▸ Records from a point labeling set:

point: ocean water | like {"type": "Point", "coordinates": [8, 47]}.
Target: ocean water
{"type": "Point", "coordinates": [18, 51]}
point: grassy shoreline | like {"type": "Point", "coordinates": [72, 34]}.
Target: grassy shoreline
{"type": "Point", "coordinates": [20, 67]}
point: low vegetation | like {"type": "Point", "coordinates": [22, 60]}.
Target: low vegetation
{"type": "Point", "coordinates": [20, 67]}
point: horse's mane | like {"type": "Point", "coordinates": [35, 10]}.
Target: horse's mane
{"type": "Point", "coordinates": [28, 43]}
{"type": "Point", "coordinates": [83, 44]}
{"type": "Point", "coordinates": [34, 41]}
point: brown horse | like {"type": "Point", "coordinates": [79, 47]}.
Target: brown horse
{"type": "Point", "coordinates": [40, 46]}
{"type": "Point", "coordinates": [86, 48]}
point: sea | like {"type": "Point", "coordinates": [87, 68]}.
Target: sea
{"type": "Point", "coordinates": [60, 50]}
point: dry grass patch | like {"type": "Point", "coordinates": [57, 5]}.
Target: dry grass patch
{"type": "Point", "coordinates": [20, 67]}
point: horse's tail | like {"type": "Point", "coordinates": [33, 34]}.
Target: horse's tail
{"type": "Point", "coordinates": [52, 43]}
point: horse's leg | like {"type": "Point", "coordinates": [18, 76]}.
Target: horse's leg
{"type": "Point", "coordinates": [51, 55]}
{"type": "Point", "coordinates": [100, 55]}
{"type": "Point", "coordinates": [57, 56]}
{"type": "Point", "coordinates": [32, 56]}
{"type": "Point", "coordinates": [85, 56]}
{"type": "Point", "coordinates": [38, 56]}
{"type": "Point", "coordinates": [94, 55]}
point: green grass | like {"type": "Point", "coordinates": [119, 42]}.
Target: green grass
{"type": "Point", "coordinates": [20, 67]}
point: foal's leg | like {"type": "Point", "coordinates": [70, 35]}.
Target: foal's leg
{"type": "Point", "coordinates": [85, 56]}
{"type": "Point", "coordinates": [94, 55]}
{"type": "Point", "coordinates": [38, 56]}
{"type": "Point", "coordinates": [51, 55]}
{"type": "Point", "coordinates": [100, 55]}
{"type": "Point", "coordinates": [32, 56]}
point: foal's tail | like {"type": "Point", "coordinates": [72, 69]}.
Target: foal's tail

▸ Goal:
Add 27 to every coordinate in the answer points and write out again each line of the material from the line with "point: foal's leg" through the last line, keeping the requests as well.

▸ Correct output:
point: foal's leg | like {"type": "Point", "coordinates": [70, 35]}.
Target: foal's leg
{"type": "Point", "coordinates": [112, 83]}
{"type": "Point", "coordinates": [121, 82]}
{"type": "Point", "coordinates": [65, 83]}
{"type": "Point", "coordinates": [78, 82]}
{"type": "Point", "coordinates": [127, 82]}
{"type": "Point", "coordinates": [59, 83]}
point: foal's tail | like {"type": "Point", "coordinates": [72, 69]}.
Target: foal's tail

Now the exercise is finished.